ASSIGNED TASK
Return only the lines from the top of the material through the line marked by "Target — black beetle", unaltered.

──────

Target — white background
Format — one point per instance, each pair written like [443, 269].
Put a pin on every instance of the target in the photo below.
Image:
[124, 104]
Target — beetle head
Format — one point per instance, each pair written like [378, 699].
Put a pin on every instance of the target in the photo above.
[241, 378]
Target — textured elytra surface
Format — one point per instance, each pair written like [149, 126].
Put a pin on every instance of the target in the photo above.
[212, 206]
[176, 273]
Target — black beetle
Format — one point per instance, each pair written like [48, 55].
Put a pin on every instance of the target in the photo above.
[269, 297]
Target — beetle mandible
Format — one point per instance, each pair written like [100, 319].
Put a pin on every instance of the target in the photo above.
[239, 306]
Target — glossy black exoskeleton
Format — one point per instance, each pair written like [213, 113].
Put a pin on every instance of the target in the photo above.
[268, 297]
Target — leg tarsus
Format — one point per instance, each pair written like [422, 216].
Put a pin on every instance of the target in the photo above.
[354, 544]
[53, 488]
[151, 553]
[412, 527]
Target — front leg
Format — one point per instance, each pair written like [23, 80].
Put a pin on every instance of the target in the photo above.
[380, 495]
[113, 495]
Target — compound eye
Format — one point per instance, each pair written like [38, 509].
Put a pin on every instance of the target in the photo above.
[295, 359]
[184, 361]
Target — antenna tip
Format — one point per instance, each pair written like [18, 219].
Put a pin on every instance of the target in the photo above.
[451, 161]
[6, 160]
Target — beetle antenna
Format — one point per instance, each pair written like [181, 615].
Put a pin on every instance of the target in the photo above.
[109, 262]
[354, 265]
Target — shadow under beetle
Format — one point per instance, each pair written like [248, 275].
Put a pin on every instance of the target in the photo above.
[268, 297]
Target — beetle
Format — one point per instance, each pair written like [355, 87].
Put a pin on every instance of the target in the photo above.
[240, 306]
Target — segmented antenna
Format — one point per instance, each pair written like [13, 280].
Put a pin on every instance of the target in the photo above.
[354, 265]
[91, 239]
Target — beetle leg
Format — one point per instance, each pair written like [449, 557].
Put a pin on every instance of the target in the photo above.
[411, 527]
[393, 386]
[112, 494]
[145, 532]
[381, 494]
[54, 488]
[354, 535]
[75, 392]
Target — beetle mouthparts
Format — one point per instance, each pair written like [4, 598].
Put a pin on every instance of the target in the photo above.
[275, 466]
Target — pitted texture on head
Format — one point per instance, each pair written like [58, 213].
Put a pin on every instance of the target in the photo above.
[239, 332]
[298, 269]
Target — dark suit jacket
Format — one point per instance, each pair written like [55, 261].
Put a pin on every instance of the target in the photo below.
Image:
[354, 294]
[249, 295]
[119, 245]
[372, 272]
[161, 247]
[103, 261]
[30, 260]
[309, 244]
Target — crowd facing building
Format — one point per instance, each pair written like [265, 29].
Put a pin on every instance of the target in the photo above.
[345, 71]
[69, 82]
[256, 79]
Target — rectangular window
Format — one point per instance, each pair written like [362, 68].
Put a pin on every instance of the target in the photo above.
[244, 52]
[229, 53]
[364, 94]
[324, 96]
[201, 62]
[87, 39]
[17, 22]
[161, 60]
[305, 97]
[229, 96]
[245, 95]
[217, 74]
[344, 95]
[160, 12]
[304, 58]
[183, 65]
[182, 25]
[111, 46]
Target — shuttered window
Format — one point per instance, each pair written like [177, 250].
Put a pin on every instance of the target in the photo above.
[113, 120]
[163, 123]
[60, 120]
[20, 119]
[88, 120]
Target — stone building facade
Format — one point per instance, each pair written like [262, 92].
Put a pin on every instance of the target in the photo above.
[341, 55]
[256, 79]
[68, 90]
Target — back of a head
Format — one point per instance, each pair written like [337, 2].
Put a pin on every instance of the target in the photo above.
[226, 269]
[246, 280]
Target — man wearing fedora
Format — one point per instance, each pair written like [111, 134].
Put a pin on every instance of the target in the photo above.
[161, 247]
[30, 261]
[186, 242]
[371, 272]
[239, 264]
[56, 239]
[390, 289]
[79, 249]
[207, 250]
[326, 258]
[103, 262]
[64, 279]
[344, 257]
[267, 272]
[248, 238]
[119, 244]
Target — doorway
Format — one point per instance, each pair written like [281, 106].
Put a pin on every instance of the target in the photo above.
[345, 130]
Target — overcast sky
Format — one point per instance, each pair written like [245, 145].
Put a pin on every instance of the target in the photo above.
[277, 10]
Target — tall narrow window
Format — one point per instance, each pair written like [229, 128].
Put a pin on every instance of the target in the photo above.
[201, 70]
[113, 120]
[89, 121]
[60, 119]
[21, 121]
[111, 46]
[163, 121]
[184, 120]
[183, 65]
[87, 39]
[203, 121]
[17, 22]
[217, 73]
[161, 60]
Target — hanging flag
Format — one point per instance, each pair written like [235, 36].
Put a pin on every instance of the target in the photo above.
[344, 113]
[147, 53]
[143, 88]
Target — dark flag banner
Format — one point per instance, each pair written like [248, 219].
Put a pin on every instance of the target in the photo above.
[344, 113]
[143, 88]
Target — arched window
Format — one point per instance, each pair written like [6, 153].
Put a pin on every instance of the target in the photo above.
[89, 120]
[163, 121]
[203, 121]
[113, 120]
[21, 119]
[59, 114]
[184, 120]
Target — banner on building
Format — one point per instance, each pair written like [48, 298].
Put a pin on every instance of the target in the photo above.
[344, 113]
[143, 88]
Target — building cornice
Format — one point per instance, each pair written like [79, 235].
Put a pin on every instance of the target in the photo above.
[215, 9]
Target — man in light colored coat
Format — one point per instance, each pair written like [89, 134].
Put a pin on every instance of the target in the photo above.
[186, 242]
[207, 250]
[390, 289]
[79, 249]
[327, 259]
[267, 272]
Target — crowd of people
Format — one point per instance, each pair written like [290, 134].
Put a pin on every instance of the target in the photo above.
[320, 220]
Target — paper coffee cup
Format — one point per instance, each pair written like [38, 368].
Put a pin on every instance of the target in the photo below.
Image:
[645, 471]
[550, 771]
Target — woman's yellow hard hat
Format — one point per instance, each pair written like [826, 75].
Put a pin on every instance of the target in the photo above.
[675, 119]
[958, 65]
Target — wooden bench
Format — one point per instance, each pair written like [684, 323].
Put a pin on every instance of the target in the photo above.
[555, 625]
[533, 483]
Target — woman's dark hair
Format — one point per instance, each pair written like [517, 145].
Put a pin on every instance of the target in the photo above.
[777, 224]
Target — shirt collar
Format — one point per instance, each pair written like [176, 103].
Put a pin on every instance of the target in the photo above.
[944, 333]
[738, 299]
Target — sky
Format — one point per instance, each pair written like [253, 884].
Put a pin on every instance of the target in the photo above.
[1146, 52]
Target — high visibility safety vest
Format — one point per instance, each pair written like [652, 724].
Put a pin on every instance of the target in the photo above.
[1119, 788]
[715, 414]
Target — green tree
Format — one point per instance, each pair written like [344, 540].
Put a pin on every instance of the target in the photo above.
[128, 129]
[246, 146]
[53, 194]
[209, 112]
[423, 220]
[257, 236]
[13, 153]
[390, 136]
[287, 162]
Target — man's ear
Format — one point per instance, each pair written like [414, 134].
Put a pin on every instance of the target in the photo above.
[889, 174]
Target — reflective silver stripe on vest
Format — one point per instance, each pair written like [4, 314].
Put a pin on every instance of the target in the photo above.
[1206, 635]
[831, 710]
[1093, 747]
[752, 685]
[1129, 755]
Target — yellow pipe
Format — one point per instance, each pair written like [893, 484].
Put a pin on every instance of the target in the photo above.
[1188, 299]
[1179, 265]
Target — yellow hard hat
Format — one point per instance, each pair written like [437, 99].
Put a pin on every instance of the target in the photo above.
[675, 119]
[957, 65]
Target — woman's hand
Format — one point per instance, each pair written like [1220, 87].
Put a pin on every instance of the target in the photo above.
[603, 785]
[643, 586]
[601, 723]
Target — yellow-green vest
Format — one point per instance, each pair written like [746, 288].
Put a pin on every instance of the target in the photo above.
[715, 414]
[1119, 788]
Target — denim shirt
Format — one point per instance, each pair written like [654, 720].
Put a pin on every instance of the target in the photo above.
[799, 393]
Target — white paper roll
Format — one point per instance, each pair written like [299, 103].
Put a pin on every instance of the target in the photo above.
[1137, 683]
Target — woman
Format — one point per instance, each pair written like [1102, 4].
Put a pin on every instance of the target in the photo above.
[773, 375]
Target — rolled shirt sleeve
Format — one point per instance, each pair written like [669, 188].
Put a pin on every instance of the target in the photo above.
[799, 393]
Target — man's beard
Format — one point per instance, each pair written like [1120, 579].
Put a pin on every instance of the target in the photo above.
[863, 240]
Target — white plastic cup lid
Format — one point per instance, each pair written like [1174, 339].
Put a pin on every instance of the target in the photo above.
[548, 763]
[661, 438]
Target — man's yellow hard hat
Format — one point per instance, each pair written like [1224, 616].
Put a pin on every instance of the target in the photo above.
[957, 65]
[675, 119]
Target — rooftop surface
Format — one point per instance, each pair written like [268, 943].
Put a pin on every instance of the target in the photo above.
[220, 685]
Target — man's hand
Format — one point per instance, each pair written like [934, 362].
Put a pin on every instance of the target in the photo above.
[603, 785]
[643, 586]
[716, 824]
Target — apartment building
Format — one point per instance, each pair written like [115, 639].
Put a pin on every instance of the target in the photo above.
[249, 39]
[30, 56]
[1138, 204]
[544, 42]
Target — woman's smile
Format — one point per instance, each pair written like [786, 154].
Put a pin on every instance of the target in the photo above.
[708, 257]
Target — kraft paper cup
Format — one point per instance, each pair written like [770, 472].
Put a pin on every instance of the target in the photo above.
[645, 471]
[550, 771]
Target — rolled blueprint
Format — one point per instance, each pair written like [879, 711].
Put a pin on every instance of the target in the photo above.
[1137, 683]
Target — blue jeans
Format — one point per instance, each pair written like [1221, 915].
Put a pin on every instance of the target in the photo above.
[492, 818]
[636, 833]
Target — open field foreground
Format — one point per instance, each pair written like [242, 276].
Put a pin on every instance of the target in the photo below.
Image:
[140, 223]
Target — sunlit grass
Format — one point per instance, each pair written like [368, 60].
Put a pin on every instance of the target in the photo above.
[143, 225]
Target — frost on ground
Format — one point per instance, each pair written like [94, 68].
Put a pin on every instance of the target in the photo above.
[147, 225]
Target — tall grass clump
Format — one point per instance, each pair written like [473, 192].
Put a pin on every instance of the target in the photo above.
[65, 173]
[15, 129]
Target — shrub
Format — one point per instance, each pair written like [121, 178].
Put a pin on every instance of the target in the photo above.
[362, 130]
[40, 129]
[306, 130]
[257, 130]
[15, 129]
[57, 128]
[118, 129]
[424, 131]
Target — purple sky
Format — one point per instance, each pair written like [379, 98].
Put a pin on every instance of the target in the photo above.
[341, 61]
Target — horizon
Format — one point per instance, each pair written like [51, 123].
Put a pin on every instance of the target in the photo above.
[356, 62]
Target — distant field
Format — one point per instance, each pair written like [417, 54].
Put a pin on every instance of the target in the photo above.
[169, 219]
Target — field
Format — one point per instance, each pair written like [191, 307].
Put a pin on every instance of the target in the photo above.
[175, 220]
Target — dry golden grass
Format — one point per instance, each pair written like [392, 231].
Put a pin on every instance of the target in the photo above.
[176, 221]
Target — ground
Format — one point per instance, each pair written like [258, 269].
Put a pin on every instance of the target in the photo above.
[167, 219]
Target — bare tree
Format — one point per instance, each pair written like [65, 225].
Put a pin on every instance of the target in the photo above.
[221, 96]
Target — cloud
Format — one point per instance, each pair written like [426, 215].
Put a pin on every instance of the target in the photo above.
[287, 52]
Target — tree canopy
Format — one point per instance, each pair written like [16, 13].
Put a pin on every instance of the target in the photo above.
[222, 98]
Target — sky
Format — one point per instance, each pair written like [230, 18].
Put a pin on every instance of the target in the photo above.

──────

RESPONSE BOX
Target — white background
Format — one point per instance, each pair written like [443, 269].
Put a pin on every instance of the target in the photo below.
Image:
[124, 104]
Target — beetle head
Format — one point per instance, each pair written like [378, 699].
Put a pin on every instance of the target in the photo above.
[241, 378]
Target — textured elytra surface
Format — one point per instance, each pair written like [149, 126].
Put a pin on every instance of the target in the photo above.
[212, 206]
[176, 273]
Target — black beetle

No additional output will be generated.